[[ Data for this exercise open ]]
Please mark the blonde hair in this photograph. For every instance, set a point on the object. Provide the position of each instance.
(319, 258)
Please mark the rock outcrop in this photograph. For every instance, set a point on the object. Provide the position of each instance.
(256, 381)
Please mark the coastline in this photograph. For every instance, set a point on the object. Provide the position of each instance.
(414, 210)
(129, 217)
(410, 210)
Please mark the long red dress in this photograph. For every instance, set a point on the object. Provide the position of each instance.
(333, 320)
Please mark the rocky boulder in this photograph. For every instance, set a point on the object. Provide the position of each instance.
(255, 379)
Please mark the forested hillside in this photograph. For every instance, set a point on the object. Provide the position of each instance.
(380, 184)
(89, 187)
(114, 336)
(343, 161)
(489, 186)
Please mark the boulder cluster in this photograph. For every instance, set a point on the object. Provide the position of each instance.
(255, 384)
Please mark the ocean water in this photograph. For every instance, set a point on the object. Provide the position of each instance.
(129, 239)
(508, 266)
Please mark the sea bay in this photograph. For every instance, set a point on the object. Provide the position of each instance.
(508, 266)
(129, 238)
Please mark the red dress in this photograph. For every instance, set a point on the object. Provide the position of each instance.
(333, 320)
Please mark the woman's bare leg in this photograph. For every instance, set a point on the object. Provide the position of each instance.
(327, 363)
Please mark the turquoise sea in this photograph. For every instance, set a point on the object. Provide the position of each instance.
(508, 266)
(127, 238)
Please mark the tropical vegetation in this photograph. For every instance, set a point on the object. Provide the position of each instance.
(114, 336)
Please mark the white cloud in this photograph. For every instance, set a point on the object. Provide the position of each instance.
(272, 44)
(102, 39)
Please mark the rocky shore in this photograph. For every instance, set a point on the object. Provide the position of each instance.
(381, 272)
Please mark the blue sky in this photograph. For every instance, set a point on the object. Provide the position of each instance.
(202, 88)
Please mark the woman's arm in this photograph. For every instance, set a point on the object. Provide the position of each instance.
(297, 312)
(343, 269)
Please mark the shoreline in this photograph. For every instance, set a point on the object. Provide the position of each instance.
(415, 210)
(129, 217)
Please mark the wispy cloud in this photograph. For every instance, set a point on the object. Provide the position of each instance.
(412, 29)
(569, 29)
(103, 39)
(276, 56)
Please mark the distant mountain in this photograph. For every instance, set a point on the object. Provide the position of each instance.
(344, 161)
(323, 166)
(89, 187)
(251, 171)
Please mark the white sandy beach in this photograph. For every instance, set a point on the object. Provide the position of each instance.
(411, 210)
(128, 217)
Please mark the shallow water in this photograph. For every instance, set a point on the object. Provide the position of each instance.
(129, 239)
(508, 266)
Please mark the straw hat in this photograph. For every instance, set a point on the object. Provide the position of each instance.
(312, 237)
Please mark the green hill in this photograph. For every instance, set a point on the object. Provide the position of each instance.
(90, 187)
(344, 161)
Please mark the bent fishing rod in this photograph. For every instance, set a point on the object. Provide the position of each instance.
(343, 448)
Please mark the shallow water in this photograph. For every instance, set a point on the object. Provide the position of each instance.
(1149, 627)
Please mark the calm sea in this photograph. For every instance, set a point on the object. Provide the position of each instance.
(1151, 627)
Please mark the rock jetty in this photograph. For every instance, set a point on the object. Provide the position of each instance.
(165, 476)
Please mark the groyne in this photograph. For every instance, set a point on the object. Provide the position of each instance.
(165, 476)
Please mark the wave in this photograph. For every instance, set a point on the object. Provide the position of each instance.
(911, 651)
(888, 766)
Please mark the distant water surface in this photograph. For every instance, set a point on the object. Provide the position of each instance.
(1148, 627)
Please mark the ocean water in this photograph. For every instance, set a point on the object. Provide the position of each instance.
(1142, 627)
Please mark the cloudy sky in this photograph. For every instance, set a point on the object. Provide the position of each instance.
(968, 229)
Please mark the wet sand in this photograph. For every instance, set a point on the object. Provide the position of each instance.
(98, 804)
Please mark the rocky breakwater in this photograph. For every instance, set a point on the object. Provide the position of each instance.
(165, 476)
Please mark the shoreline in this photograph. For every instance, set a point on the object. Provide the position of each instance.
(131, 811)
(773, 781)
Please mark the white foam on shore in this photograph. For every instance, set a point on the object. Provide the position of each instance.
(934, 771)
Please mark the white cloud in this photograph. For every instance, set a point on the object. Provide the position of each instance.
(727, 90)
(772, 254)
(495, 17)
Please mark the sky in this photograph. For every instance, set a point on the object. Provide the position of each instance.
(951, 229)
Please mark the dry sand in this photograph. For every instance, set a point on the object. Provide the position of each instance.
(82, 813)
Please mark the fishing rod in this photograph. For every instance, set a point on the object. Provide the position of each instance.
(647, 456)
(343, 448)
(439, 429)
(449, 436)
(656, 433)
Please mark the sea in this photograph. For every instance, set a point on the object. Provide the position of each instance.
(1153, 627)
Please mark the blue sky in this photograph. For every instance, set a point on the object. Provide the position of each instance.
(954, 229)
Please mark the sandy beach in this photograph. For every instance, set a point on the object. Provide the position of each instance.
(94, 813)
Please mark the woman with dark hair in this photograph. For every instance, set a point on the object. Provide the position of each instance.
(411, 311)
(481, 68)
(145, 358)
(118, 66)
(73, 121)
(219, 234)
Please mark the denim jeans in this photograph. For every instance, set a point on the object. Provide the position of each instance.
[[ Data for this exercise closed ]]
Instructions to follow
Type out the entries again, word for word.

Exercise result
Please mark the blonde hair in this photograph. For every instance, set a point on the object. Provide the position of each instance.
(319, 258)
Please mark the rock outcrop in this photograph. For every instance, set a point on the object. Provide the position of each instance.
(256, 381)
Please mark the coastline in this photograph. For every instance, set a point on the object. Provide the position of each instance.
(414, 210)
(129, 217)
(410, 210)
Please mark the long red dress in this photograph. For every instance, set a point on the object. Provide the position of each instance.
(333, 320)
Please mark the rocky boulder in this photograph. For every instance, set a point on the object. Provide the position of each instance.
(255, 379)
Please mark the forested hillside in this photograph. For every instance, set a point on the object. Provide the position of each instance.
(380, 184)
(89, 187)
(114, 336)
(343, 161)
(489, 186)
Please mark the boulder cluster in this photograph. For every instance, set a point on the object. Provide the position of each instance.
(255, 384)
Please mark the ocean water in this photograph. For every instance, set a point on the object. Provide the position of each instance.
(129, 239)
(508, 266)
Please mark the sea bay in this photograph. For every instance, set a point on the object. Provide the position of each instance.
(508, 266)
(129, 238)
Please mark the red dress in this photograph. For every instance, set a point on the object. Provide the position of each instance.
(333, 320)
Please mark the woman's bare leg in this photograph. For every instance, set a point on the object. Provide the position of each instance.
(327, 363)
Please mark the turquoise sea in this photograph. For every instance, set a point on the object. Provide the position of each instance.
(508, 266)
(127, 238)
Please mark the tropical vegetation in this photograph. For every instance, set a point on the object. Provide the position of each instance.
(114, 336)
Please mark the white cloud in this photograph. For every instance, set a point on the object. Provide the position of each instance.
(272, 44)
(102, 39)
Please mark the rocky shore in this photograph. For every instance, set a point on the object. Provide the position of each instance.
(381, 272)
Please mark the blue sky in this photograph. For every instance, set a point on the object. Provide the position of each instance.
(202, 88)
Please mark the woman's arm in this photograph. For every instance, set a point on the object. Provide the position of each instance.
(297, 312)
(343, 269)
Please mark the shoreline in this photograph. For every instance, set a point on the object. Provide the position of each instance.
(415, 210)
(129, 217)
Please mark the wispy cloud in this photograph. For every instance, set a point on the object. Provide the position of each instance.
(412, 29)
(569, 29)
(103, 39)
(276, 56)
Please mark the distant mountain in this photograph. For every instance, set a point on the object. Provide the position of each instance.
(344, 161)
(323, 166)
(89, 187)
(251, 171)
Please mark the white sandy beach in this photograph. For every instance, set a point on the object. Provide the position of each instance.
(411, 210)
(128, 217)
Please mark the shallow water in this photograph. For every instance, set a point on the object. Provide the position of each instance.
(129, 239)
(508, 266)
Please mark the straw hat in this photograph. For every instance, set a point on the object. Provide the position of each instance.
(312, 237)
Please mark the green hill in this photograph. For every instance, set a point on the object. Provide the position of each instance.
(90, 187)
(344, 161)
Please mark the bent fishing rod in this photograph. For every instance, set a point on the object. Provide the position of each instance.
(343, 448)
Please mark the shallow water in this photograph. For every instance, set a point on the object. Provide the position of each instance.
(1149, 627)
Please mark the calm sea in this photograph. For every instance, set a point on the object. Provide the position of each instance.
(1151, 627)
Please mark the rock jetty in this photograph. For every instance, set a point on the object. Provide the position of each instance.
(165, 476)
Please mark the groyne in this photograph. For every instance, set a point on the object. Provide the position of each instance.
(165, 476)
Please mark the wave in this photograph. For every instance, set a point on the object. Provide the position of each instance.
(911, 651)
(888, 766)
Please mark the distant water surface in this photograph. For every instance, set a point on the object. Provide the position of each instance.
(1148, 627)
Please mark the ocean water in this photograph. For every instance, set a point on the object. Provide the position of each instance.
(1142, 627)
Please mark the cloudy sky in this photograph. For every instance, set a point on the object. Provide the position of each instance.
(968, 229)
Please mark the wet sand in this photograph. For every instance, set a point on the object. Provide the position of each instance.
(98, 804)
Please mark the rocky breakwater in this photograph. For every instance, set a point on the object. Provide the position of each instance.
(165, 476)
Please mark the shoreline in this photograph. For every instance, set a point on the object. Provide the position of each instance.
(131, 811)
(773, 781)
Please mark the white foam on shore in this photograph. For every instance, set a point on the object. Provide the position of each instance.
(934, 771)
Please mark the white cloud in this photograph. For every instance, set a point on the object. Provide the position of each instance.
(727, 90)
(772, 254)
(495, 17)
Please mark the sky in this photograph. For every instance, set a point on the object. Provide the position of each instance.
(951, 229)
Please mark the dry sand in this photograph. For every instance, set a point on the object. Provide the position of each instance.
(82, 813)
Please mark the fishing rod in this photograph. For every instance, set a point on the object. Provide the position of each instance.
(647, 456)
(343, 448)
(439, 429)
(449, 436)
(656, 433)
Please mark the sea in this photograph. For every instance, set a point on the object. Provide the position of each instance.
(1153, 627)
Please mark the blue sky in this photograph. For every instance, set a point on the object. Provide the position of each instance.
(954, 229)
Please mark the sandy beach in this photograph. For every instance, set a point on the object. Provide the position of each instance.
(94, 813)
Please mark the woman with dark hair in this photograph. For every instance, set a point on the object. Provide the position of each instance.
(411, 311)
(481, 68)
(145, 358)
(118, 66)
(73, 121)
(219, 234)
Please mark the denim jeans in this photograph. For every instance, set a point on the object. Provide the position of each instance.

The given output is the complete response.